#### [Do this]
Can you render every line of the items below as a Markdown table with the columns No. and Line, leaving out blank lines and the pictures?

Collection entries
....................

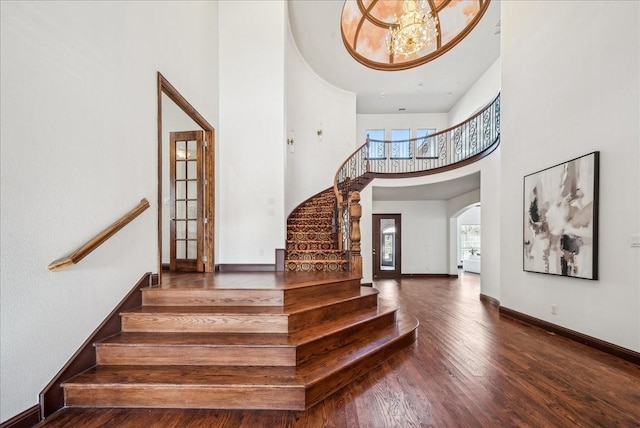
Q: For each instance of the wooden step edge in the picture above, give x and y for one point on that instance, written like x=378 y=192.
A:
x=340 y=376
x=195 y=355
x=211 y=297
x=231 y=397
x=347 y=322
x=296 y=309
x=347 y=337
x=406 y=328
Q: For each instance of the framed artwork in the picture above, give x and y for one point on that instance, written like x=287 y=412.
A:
x=561 y=219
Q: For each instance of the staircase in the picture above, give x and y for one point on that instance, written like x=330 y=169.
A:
x=312 y=245
x=242 y=341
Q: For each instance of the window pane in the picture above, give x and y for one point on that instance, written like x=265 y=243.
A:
x=400 y=146
x=426 y=147
x=470 y=240
x=387 y=244
x=376 y=148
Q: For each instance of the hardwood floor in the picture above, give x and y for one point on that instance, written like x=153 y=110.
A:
x=469 y=368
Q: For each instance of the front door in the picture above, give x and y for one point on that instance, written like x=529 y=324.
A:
x=386 y=246
x=186 y=201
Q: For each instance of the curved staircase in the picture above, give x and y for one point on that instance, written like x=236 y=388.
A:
x=312 y=244
x=242 y=341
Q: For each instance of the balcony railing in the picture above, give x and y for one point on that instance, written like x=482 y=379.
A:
x=452 y=148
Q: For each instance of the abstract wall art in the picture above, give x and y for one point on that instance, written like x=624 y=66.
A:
x=561 y=219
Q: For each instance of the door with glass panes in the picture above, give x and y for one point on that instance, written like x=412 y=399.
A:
x=186 y=203
x=387 y=254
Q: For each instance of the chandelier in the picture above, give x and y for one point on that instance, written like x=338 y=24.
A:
x=413 y=31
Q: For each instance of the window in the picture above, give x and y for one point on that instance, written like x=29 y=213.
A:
x=469 y=240
x=426 y=147
x=400 y=145
x=376 y=148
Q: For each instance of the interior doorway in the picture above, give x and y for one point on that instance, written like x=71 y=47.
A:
x=387 y=246
x=206 y=197
x=186 y=182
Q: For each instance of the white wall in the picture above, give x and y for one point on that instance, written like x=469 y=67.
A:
x=491 y=233
x=314 y=104
x=424 y=234
x=479 y=95
x=173 y=119
x=457 y=207
x=469 y=216
x=78 y=90
x=251 y=149
x=570 y=86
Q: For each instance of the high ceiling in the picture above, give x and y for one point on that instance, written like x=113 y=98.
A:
x=434 y=87
x=430 y=88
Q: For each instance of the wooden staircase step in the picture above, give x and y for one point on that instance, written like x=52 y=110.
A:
x=237 y=387
x=311 y=245
x=201 y=387
x=312 y=255
x=309 y=234
x=324 y=376
x=157 y=296
x=247 y=319
x=306 y=291
x=317 y=266
x=246 y=349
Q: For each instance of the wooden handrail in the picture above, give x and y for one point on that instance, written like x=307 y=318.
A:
x=100 y=238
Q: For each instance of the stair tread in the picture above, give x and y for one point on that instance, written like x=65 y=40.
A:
x=244 y=376
x=248 y=310
x=247 y=339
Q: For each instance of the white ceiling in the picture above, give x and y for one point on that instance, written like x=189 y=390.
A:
x=315 y=25
x=444 y=190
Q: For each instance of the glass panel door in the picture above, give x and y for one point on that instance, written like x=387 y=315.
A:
x=186 y=201
x=386 y=246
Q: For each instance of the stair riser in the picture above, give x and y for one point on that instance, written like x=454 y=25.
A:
x=315 y=246
x=211 y=297
x=322 y=346
x=310 y=235
x=323 y=388
x=160 y=322
x=195 y=355
x=302 y=320
x=309 y=256
x=185 y=397
x=300 y=266
x=335 y=290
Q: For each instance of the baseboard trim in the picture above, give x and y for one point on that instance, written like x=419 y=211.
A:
x=25 y=419
x=246 y=268
x=601 y=345
x=425 y=275
x=52 y=396
x=490 y=300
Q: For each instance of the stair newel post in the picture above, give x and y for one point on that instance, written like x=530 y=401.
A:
x=355 y=212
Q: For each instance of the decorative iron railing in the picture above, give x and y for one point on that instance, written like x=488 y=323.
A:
x=452 y=148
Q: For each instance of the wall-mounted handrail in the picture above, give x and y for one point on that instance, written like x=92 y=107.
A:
x=99 y=239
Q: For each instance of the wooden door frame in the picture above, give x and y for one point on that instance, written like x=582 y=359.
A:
x=164 y=87
x=376 y=244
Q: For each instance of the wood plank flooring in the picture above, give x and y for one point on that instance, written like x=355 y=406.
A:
x=469 y=368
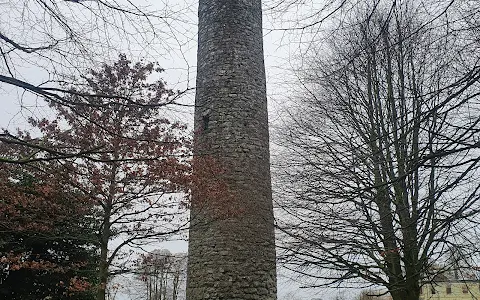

....................

#### [Written solution]
| No. | Line |
|---|---|
| 1 | Q: For each instance of the wooden step edge in the picture above, give x and y for one point on that instance, written like x=378 y=192. |
| 2 | A: |
| 3 | x=340 y=376 |
| 4 | x=195 y=355 |
| 5 | x=211 y=297 |
| 6 | x=231 y=397 |
| 7 | x=347 y=322 |
| 8 | x=296 y=309 |
| 9 | x=347 y=337 |
| 10 | x=406 y=328 |
| 11 | Q: For each instance of the framed artwork in the picture above, give x and y for one point on that instance, written like x=287 y=412. |
| 12 | A: |
| 13 | x=561 y=219 |
| 14 | Q: For each instance of the staircase in the picture above, give x and y for one point on that instance, written like x=330 y=169. |
| 15 | A: |
| 16 | x=312 y=245 |
| 17 | x=242 y=341 |
| 18 | Q: For each instance of the window pane in the picture above, give x and y for one point on that instance, written like x=265 y=243. |
| 19 | A: |
| 20 | x=400 y=146 |
| 21 | x=426 y=147 |
| 22 | x=470 y=240 |
| 23 | x=387 y=244 |
| 24 | x=376 y=148 |
| 25 | Q: For each instance of the hardwood floor in the picture above, give x and y for one point on that instance, written like x=153 y=110. |
| 26 | A: |
| 27 | x=469 y=368 |
| 28 | Q: For each instance of the front door in the picture above, give x and y for one point on that instance, written like x=529 y=324. |
| 29 | A: |
| 30 | x=386 y=246 |
| 31 | x=186 y=201 |
| 32 | Q: For each instance of the curved staircase in the picture above, give x and y for one point on that instance, written like x=236 y=388. |
| 33 | A: |
| 34 | x=312 y=244 |
| 35 | x=242 y=341 |
| 36 | Q: For each instance of the balcony railing in the picture above, give x and y for one point on that instance, written like x=482 y=379. |
| 37 | A: |
| 38 | x=452 y=148 |
| 39 | Q: For each instance of the abstract wall art in the picture above, give x and y for one point on that instance, written like x=624 y=66. |
| 40 | A: |
| 41 | x=561 y=219 |
| 42 | Q: For each instance of the door with glass panes in the picture above, give x and y for one point on that instance, written like x=412 y=399. |
| 43 | A: |
| 44 | x=186 y=203 |
| 45 | x=387 y=254 |
| 46 | Q: For each instance of the chandelier in the picture above, give x and y for one point on that instance, written like x=338 y=24. |
| 47 | A: |
| 48 | x=413 y=31 |
| 49 | Q: For each instance of the window in the picture above, give x and y for one point on that instance, written like x=29 y=213. |
| 50 | A: |
| 51 | x=469 y=240 |
| 52 | x=426 y=147 |
| 53 | x=400 y=145 |
| 54 | x=376 y=148 |
| 55 | Q: For each instance of the interior doorway in the picture above, give x and y for one point on that instance, written like x=71 y=47. |
| 56 | A: |
| 57 | x=387 y=246 |
| 58 | x=206 y=197 |
| 59 | x=186 y=182 |
| 60 | Q: For each instance of the white wall in the picture above, give x and y for one point on that instance, written like x=469 y=67. |
| 61 | A: |
| 62 | x=491 y=233 |
| 63 | x=314 y=104 |
| 64 | x=424 y=234 |
| 65 | x=479 y=95 |
| 66 | x=173 y=119 |
| 67 | x=457 y=207 |
| 68 | x=469 y=216 |
| 69 | x=78 y=90 |
| 70 | x=251 y=149 |
| 71 | x=570 y=86 |
| 72 | Q: For each instance of the high ceiling in the picture above, give x and y for one point on that instance, written like x=113 y=98. |
| 73 | A: |
| 74 | x=434 y=87 |
| 75 | x=430 y=88 |
| 76 | Q: For each instance of the wooden staircase step in the picture above, give x and y for one point on that instance, written like x=52 y=110. |
| 77 | A: |
| 78 | x=237 y=387 |
| 79 | x=311 y=245 |
| 80 | x=201 y=387 |
| 81 | x=312 y=255 |
| 82 | x=309 y=234 |
| 83 | x=324 y=376 |
| 84 | x=157 y=296 |
| 85 | x=247 y=319 |
| 86 | x=306 y=291 |
| 87 | x=317 y=266 |
| 88 | x=246 y=349 |
| 89 | Q: For each instance of the wooden handrail in the picture above, give x and y for one point on that instance, written like x=307 y=318. |
| 90 | A: |
| 91 | x=100 y=238 |
| 92 | Q: For each instance of the stair tread in the picture above, give x and y for one point on that instance, written like x=65 y=40. |
| 93 | A: |
| 94 | x=244 y=376 |
| 95 | x=248 y=310 |
| 96 | x=247 y=339 |
| 97 | Q: For each instance of the white ceiling in the picture above, give x and y for one point on that instance, written like x=189 y=390. |
| 98 | A: |
| 99 | x=315 y=25 |
| 100 | x=444 y=190 |
| 101 | Q: For each instance of the glass panel door in the picture above, give x and y for one point on that instance, written like x=387 y=315. |
| 102 | A: |
| 103 | x=186 y=201 |
| 104 | x=386 y=246 |
| 105 | Q: For each instance of the stair riser in the picture above, give x and y for one point on that instance, written like x=454 y=25. |
| 106 | A: |
| 107 | x=315 y=246 |
| 108 | x=211 y=297 |
| 109 | x=322 y=346 |
| 110 | x=310 y=235 |
| 111 | x=323 y=388 |
| 112 | x=160 y=322 |
| 113 | x=195 y=355 |
| 114 | x=302 y=320 |
| 115 | x=309 y=256 |
| 116 | x=185 y=397 |
| 117 | x=300 y=266 |
| 118 | x=335 y=290 |
| 119 | Q: For each instance of the baseboard trim in the picture above, give x and y for one point on that instance, written like x=419 y=211. |
| 120 | A: |
| 121 | x=25 y=419 |
| 122 | x=246 y=268 |
| 123 | x=601 y=345 |
| 124 | x=425 y=275 |
| 125 | x=52 y=396 |
| 126 | x=490 y=300 |
| 127 | Q: For each instance of the stair newel post in the picture above, give x and y for one point on that instance, written like x=530 y=401. |
| 128 | A: |
| 129 | x=355 y=212 |
| 130 | Q: For each instance of the decorative iron railing in the picture above, give x and y for one point on that instance, written like x=488 y=323. |
| 131 | A: |
| 132 | x=452 y=148 |
| 133 | Q: For each instance of the wall-mounted handrail in the picture above, give x and y for one point on that instance, written like x=92 y=107. |
| 134 | A: |
| 135 | x=99 y=239 |
| 136 | Q: For each instance of the wooden door frame in the picture above, give x and y for one point on that instance, written like x=582 y=359. |
| 137 | A: |
| 138 | x=164 y=87 |
| 139 | x=376 y=244 |
| 140 | Q: For each instance of the wood plank flooring in the picture above, give x and y for one point on that instance, written like x=355 y=406. |
| 141 | A: |
| 142 | x=469 y=368 |